(Your objective):
Using the line with "[spot] the rough" as your starting point, transcribe it and each line beneath it word for word until the records run out, without pictures.

(Source material begins)

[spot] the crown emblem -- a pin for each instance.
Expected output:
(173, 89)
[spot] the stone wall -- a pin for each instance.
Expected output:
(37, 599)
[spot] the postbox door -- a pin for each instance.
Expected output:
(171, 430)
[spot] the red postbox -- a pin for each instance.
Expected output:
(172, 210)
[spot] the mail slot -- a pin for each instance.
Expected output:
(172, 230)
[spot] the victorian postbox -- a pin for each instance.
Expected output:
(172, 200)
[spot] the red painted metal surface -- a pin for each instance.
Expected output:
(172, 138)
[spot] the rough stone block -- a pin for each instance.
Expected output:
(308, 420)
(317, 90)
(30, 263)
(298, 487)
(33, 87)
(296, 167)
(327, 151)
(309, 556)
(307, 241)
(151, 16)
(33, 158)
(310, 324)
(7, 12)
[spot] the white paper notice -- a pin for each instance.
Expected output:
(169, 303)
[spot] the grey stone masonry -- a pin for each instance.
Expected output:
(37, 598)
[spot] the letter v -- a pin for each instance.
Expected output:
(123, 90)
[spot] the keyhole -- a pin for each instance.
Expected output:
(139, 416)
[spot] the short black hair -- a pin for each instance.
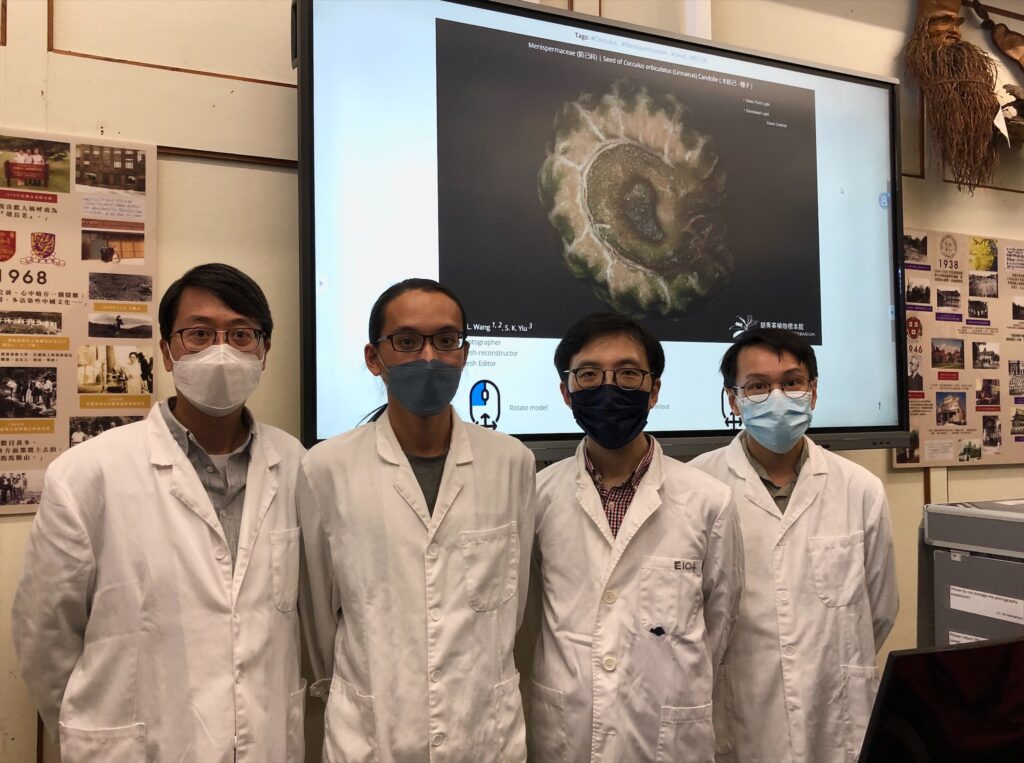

(Source material ends)

(Result for this exercise):
[spot] the rough stone block -- a pin for each instance.
Expected output:
(308, 420)
(317, 90)
(30, 263)
(298, 487)
(33, 87)
(296, 167)
(327, 151)
(309, 556)
(307, 241)
(151, 16)
(33, 158)
(310, 324)
(7, 12)
[spot] the white paper notice -- a pin for each instance.
Expected output:
(169, 303)
[spot] the grey stone masonry -- a pin for each instance.
Expected output:
(37, 598)
[spot] the letter v -- a pin for each instance.
Expected output:
(123, 90)
[spot] the keyhole -- a pin for each instance.
Expected output:
(139, 416)
[spot] the short black hair -- a pin for each instance.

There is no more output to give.